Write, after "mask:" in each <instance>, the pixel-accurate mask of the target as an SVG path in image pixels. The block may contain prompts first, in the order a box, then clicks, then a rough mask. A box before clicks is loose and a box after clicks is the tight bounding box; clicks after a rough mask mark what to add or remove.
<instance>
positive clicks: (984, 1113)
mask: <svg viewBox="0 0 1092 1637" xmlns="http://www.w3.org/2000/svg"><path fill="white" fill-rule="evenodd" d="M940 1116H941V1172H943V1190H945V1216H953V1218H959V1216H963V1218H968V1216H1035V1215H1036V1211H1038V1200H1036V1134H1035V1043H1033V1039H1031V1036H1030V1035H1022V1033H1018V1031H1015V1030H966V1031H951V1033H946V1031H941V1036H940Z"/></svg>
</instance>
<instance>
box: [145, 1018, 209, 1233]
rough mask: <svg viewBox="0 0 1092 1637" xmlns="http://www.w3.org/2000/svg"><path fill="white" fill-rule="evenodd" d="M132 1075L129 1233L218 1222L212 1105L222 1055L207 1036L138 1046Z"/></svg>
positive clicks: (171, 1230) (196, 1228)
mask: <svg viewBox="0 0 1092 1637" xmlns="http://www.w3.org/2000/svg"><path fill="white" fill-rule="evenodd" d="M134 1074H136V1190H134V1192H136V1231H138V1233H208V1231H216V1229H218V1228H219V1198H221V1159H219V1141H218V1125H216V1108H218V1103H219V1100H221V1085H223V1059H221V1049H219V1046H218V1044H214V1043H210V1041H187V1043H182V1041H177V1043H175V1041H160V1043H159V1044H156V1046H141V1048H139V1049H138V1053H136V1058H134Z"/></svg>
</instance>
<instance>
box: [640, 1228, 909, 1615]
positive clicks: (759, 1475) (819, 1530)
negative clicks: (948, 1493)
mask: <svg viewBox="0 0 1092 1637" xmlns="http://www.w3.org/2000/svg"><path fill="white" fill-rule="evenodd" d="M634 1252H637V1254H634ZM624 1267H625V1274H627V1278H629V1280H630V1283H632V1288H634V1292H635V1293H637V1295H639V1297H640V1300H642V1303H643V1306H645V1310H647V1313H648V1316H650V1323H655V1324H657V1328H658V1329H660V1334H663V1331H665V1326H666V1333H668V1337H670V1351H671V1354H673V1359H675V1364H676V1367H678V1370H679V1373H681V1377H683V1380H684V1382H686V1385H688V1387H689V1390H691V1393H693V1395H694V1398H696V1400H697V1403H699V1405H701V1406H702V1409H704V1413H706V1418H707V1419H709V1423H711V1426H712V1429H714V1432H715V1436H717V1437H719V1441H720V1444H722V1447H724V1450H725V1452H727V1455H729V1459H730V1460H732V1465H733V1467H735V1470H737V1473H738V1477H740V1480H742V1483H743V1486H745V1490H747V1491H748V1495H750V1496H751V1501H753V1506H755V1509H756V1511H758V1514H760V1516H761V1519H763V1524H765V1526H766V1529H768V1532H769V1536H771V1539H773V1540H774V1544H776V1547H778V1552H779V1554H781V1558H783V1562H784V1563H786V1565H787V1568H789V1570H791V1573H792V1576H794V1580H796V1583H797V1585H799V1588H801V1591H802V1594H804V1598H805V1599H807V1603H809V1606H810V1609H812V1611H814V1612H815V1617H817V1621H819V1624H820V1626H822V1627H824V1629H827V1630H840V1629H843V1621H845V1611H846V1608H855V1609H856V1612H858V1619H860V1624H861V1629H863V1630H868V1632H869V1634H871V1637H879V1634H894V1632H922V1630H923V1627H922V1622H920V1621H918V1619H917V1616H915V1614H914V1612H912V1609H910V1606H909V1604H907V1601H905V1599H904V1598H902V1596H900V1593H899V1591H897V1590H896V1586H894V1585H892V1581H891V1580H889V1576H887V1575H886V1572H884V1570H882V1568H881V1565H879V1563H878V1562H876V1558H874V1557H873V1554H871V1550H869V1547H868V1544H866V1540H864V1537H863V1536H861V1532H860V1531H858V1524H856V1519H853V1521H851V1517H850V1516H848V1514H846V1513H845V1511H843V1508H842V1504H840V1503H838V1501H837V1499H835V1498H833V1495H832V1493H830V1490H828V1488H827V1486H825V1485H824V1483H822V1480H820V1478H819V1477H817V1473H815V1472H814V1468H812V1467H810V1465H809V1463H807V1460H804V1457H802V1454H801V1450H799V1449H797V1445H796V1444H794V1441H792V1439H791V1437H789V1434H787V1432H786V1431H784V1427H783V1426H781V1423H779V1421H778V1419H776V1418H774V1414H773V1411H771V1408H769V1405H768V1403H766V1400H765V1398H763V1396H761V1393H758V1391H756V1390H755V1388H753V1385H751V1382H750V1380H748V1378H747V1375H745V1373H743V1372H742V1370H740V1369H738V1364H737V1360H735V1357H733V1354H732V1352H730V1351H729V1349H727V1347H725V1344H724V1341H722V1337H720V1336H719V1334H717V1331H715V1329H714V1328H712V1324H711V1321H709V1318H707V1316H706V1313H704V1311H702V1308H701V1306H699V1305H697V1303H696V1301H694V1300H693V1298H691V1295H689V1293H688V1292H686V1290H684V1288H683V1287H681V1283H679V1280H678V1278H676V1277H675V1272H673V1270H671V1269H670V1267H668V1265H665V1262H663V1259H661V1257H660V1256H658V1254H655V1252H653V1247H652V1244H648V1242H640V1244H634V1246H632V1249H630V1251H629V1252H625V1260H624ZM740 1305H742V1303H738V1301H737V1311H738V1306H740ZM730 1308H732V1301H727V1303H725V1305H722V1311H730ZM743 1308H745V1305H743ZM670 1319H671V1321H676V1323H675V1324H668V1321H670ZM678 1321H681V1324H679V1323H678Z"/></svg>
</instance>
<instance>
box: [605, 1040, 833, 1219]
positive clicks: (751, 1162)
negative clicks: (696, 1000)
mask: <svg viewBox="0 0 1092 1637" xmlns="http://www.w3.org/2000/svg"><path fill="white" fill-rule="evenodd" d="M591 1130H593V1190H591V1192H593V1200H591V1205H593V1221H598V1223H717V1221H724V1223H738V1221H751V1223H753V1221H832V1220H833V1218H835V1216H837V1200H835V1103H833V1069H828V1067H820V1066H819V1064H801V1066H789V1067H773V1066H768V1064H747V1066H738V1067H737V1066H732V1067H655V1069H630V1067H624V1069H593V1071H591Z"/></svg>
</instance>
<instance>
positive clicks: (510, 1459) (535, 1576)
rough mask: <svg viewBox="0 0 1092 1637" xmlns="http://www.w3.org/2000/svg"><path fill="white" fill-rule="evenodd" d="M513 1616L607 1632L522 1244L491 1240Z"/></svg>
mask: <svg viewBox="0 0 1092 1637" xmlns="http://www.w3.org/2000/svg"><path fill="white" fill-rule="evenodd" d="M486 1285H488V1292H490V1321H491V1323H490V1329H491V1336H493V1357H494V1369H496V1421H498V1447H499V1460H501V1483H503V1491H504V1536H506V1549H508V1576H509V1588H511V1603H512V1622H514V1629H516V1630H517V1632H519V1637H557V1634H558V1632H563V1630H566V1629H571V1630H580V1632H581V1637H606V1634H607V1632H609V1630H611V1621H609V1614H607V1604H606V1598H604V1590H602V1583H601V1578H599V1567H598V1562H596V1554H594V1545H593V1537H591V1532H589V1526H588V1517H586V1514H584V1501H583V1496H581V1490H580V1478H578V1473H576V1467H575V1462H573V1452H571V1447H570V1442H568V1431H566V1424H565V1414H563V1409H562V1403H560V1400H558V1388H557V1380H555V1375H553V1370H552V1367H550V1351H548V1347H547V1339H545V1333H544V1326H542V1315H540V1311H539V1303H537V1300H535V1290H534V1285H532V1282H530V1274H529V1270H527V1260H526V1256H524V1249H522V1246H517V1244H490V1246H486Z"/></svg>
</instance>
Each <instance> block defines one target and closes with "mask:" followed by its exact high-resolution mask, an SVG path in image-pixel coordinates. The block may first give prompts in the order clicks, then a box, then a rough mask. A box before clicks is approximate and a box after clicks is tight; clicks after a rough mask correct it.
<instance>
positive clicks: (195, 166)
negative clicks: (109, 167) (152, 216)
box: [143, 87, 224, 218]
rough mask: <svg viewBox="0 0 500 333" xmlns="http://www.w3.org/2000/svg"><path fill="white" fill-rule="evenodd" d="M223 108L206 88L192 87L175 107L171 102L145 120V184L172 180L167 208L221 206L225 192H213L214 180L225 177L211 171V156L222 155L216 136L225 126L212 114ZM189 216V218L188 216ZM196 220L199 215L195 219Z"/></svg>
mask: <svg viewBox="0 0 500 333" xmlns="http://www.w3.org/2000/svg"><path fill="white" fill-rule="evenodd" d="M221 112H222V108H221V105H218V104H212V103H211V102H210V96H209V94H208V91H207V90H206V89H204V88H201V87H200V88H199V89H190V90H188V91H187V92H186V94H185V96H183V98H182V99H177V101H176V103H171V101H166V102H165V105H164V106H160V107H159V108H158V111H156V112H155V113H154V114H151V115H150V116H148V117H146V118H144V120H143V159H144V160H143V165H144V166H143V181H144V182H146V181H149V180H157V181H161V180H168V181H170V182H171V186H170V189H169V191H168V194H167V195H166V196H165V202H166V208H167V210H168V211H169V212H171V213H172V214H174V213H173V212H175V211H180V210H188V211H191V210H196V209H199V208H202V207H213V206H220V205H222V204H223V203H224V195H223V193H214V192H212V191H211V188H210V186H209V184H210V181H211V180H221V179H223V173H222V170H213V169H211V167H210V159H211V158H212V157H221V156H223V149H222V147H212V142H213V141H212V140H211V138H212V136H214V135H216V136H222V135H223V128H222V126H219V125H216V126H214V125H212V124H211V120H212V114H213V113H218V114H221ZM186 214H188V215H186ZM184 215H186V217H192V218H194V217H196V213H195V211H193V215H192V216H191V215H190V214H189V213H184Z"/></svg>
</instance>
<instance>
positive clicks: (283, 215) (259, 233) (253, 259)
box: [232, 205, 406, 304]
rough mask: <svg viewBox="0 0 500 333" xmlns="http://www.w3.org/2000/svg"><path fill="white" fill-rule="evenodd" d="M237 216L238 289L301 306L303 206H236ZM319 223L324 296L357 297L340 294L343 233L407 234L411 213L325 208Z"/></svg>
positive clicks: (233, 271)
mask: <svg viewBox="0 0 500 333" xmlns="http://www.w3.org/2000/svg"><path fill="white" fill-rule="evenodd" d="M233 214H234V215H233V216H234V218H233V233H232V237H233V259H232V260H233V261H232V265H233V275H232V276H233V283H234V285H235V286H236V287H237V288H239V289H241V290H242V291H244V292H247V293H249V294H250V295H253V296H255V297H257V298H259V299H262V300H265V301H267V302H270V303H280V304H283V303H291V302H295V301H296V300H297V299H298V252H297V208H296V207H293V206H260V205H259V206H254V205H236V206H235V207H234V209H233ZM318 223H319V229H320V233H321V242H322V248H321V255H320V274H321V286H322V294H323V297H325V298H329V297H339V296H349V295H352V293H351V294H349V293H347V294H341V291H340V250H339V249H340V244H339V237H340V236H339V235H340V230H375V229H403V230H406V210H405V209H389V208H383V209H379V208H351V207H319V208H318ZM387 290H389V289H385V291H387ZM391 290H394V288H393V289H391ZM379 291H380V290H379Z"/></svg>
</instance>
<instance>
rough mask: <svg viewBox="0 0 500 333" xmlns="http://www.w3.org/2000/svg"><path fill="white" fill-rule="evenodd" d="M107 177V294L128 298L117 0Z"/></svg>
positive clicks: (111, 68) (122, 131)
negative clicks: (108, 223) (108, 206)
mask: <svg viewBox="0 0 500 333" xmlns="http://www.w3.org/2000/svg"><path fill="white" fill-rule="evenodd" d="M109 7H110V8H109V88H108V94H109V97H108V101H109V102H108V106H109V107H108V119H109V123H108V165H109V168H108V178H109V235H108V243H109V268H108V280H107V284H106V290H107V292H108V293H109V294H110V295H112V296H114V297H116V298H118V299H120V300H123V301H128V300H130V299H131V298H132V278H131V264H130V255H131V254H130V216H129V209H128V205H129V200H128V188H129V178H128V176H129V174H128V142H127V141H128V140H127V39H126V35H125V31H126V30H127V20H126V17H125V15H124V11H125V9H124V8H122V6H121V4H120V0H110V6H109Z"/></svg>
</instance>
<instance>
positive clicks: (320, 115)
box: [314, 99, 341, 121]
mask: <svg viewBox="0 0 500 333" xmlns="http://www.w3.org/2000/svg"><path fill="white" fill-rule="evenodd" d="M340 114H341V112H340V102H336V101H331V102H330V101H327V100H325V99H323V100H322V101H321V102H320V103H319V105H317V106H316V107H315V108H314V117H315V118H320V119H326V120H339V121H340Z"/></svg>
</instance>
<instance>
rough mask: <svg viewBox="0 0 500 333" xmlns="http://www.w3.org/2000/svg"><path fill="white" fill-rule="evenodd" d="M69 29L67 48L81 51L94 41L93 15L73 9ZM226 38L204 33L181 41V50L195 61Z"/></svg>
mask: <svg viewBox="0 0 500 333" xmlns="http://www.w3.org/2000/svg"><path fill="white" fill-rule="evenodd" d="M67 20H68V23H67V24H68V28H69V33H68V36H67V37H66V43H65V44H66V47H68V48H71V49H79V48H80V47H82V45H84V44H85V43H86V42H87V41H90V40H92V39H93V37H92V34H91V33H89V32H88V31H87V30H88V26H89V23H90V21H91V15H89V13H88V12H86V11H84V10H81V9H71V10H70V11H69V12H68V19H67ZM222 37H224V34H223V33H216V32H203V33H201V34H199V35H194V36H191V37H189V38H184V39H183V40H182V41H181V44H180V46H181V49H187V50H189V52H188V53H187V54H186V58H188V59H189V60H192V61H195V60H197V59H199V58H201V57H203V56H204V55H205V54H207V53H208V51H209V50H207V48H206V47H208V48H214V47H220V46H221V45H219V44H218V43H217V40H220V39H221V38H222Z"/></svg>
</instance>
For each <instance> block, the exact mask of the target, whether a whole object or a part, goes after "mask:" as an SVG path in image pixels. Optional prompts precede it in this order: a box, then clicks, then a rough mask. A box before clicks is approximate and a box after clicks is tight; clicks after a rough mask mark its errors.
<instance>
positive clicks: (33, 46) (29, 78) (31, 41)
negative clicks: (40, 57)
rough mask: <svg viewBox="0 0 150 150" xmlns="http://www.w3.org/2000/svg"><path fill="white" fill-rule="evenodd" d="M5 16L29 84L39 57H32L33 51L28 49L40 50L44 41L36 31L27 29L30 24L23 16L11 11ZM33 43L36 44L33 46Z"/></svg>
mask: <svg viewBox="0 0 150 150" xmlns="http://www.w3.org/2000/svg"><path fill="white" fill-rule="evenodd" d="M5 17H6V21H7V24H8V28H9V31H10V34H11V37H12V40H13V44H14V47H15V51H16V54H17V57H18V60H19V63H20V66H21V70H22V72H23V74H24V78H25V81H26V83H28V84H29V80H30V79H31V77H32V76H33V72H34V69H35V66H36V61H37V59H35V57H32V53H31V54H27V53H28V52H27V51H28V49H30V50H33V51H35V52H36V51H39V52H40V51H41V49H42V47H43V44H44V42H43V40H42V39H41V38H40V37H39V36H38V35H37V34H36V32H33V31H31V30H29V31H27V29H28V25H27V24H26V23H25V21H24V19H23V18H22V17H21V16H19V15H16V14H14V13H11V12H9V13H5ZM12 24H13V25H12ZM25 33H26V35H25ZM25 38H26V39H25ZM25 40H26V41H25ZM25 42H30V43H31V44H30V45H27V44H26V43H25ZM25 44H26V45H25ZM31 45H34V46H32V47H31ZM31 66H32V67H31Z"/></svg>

**IHRE AUFGABE:**
Übertragen Sie die Zeilen der obigen Datensätze von der Zeile mit "108L206 88L192 87L175" bis einschließlich der Zeile mit "box: [232, 205, 406, 304]" in eine nummerierte Liste. Leerzeilen lassen Sie dabei aus.

**ERLEDIGTE AUFGABE:**
1. rough mask: <svg viewBox="0 0 500 333" xmlns="http://www.w3.org/2000/svg"><path fill="white" fill-rule="evenodd" d="M223 108L206 88L192 87L175 107L171 102L145 120V184L172 180L167 208L221 206L225 192H213L214 180L225 177L211 171V156L222 155L216 136L225 126L212 114ZM189 216V218L188 216ZM196 220L199 215L195 219Z"/></svg>
2. mask: <svg viewBox="0 0 500 333" xmlns="http://www.w3.org/2000/svg"><path fill="white" fill-rule="evenodd" d="M221 112H222V108H221V105H218V104H212V103H211V102H210V96H209V94H208V91H207V90H206V89H204V88H201V87H200V88H199V89H190V90H188V91H187V92H186V94H185V96H183V98H182V99H177V101H176V103H171V101H166V102H165V105H164V106H160V107H159V108H158V111H156V112H155V113H154V114H151V115H150V116H148V117H146V118H144V120H143V159H144V160H143V165H144V166H143V181H144V182H146V181H149V180H157V181H161V180H168V181H170V182H171V186H170V189H169V191H168V194H167V195H166V196H165V202H166V208H167V210H168V211H169V212H171V213H172V214H174V213H173V212H175V211H180V210H188V211H191V210H196V209H199V208H202V207H213V206H220V205H222V204H223V203H224V195H223V193H214V192H212V191H211V188H210V186H209V184H210V181H211V180H221V179H223V173H222V170H213V169H211V167H210V159H211V158H212V157H221V156H223V149H222V147H212V142H213V141H212V140H211V138H212V136H214V135H216V136H222V135H223V128H222V126H219V125H216V126H214V125H212V124H211V120H212V114H213V113H218V114H221ZM186 214H188V215H186ZM184 215H186V217H192V218H194V217H196V213H195V211H193V215H192V216H191V215H190V214H189V213H184Z"/></svg>
3. </instance>
4. <instance>
5. positive clicks: (283, 215) (259, 233) (253, 259)
6. box: [232, 205, 406, 304]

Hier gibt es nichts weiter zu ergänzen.